As I walked through the different rooms I noticed young artists learning from the artistic achievements of the past. Sketchbooks in hands, they would stop in front of a statue or an artifact and sketched its ancient outlines into their book, learning to see the world in the proportions set by an artist or a craftsman who was long gone.
In several of the rooms I noticed how belligerent the art was. How it served a purpose to immortalise military victories, animal hunts and wars fought many centuries ago.
And then I paid a visit to one of my most favourite artifacts – the turquoise masks from Mexico in room 27. They used to be worn by bloodthirsty Aztec priests during dark rituals. The walls of the room were adorned with ‘lintels’ – carved limestone slabs representing some of these rituals like bloodletting, pulling a thorny rope through a pierced tongue and contacting the souls of the deceased. It was interesting to see how different cultures had taken different routes – from developing the arts and the human knowledge to succumbing to cruelty and punishing the flesh – all in order to search for the answers that we all want to know, namely what is our purpose here on earth, what happens once we are gone and how to make this transition we call ‘life’ a worthy one.
From there I walked into the huge Room of the Enlightenment. It was a real room of wonders with enormous cabinets stuffed with books and curiosities. The artifacts found here would be enough to build ten small to medium museums anywhere in the world. The exhibits were meticulously organised in seven sections exploring seven new disciplines of the Age of Enlightenment – in other words the 18th century period when Europe birthed the science of archaeology and started to study and classify the ancient world, the natural world and the art and culture of the civilisations populating Earth.

Saved entries
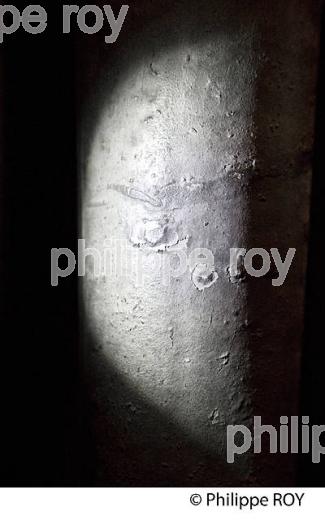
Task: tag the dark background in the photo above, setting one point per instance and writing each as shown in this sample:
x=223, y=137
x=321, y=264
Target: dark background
x=43, y=417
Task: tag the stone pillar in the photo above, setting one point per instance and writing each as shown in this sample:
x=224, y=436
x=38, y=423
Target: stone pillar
x=197, y=134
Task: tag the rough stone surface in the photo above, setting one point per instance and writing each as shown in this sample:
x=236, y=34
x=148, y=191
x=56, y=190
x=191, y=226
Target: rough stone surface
x=201, y=138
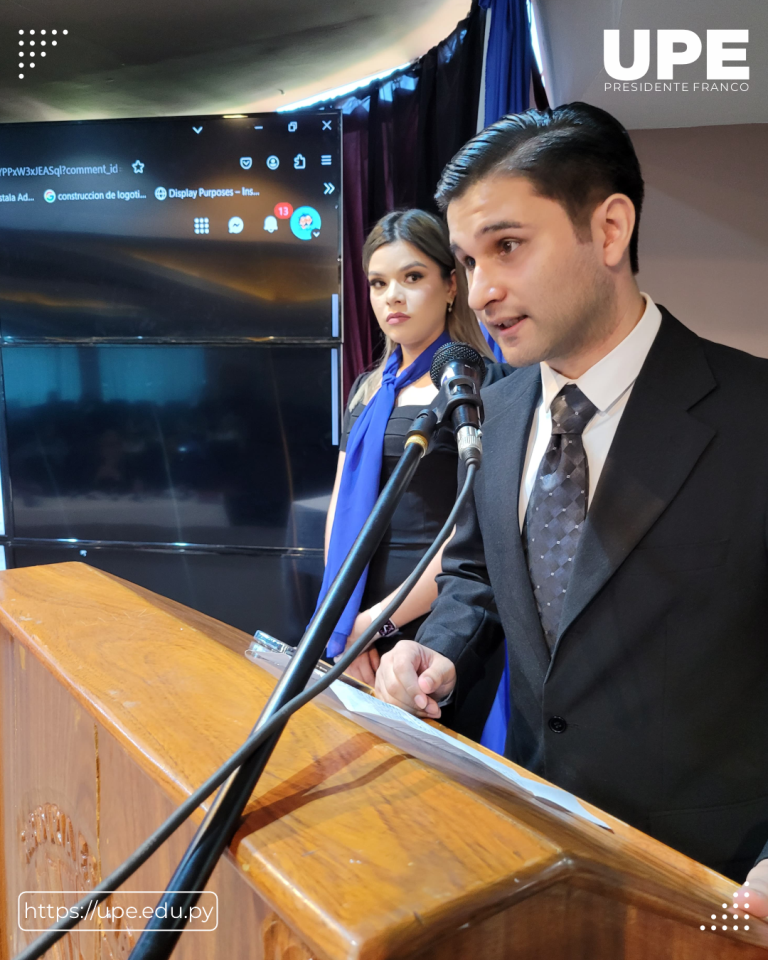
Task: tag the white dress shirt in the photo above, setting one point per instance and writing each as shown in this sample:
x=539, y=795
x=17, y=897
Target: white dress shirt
x=607, y=385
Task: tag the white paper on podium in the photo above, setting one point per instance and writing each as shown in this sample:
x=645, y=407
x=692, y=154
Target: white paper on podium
x=425, y=742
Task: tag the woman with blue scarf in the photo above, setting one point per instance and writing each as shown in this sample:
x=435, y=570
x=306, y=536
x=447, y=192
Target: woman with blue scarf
x=419, y=300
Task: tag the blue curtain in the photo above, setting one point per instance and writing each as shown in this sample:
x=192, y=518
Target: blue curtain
x=508, y=60
x=508, y=69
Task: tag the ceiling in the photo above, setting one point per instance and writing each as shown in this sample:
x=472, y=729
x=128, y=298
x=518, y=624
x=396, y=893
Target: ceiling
x=127, y=58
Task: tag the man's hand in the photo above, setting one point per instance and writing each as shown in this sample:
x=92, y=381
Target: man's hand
x=415, y=678
x=752, y=898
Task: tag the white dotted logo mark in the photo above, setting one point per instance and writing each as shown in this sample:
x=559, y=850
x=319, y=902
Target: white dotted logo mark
x=26, y=57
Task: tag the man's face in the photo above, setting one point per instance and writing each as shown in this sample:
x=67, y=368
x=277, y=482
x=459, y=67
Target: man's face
x=543, y=292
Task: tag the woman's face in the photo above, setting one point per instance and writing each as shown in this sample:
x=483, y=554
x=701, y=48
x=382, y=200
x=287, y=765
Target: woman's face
x=409, y=295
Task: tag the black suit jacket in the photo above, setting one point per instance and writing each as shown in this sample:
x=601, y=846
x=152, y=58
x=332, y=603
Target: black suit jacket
x=654, y=705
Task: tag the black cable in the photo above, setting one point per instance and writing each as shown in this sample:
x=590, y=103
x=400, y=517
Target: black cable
x=80, y=910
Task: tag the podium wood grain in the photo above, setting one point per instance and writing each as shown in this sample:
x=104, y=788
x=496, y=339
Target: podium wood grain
x=117, y=703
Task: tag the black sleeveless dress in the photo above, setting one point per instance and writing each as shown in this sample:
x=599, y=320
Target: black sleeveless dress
x=423, y=509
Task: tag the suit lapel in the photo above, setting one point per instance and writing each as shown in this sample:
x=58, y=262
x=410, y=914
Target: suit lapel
x=505, y=438
x=656, y=446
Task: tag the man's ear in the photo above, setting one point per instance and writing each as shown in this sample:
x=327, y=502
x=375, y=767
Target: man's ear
x=612, y=225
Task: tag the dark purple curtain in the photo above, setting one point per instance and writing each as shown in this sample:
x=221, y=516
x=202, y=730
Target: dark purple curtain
x=399, y=133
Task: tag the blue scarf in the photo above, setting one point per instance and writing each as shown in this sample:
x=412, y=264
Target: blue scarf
x=361, y=477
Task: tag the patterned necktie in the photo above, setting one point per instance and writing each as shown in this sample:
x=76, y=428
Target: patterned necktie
x=558, y=507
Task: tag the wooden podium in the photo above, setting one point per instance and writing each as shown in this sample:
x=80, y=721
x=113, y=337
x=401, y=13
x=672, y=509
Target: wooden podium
x=117, y=703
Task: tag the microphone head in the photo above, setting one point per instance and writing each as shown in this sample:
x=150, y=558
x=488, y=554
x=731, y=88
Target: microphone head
x=457, y=355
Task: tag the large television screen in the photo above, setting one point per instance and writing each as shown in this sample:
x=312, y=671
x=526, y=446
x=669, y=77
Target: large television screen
x=207, y=228
x=170, y=338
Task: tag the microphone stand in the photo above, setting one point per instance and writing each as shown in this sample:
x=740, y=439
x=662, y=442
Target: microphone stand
x=161, y=933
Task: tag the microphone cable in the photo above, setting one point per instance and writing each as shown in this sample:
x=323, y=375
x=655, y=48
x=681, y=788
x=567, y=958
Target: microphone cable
x=81, y=910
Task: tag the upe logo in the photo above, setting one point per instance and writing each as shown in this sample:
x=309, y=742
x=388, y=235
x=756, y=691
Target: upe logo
x=677, y=48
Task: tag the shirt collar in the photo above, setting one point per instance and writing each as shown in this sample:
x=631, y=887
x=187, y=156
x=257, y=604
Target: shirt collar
x=612, y=376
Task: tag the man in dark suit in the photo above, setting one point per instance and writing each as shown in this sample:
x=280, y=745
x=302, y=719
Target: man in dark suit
x=619, y=528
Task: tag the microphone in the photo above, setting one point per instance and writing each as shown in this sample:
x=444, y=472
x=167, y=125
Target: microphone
x=458, y=371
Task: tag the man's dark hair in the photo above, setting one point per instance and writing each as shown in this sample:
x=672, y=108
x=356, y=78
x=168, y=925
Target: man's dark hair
x=576, y=154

_DIRECTIONS_:
Write out, unchanged, the part of the museum passage between "And then I paid" and "a worthy one.", inclusive.

_RESPONSE TO THIS TASK_:
And then I paid a visit to one of my most favourite artifacts – the turquoise masks from Mexico in room 27. They used to be worn by bloodthirsty Aztec priests during dark rituals. The walls of the room were adorned with ‘lintels’ – carved limestone slabs representing some of these rituals like bloodletting, pulling a thorny rope through a pierced tongue and contacting the souls of the deceased. It was interesting to see how different cultures had taken different routes – from developing the arts and the human knowledge to succumbing to cruelty and punishing the flesh – all in order to search for the answers that we all want to know, namely what is our purpose here on earth, what happens once we are gone and how to make this transition we call ‘life’ a worthy one.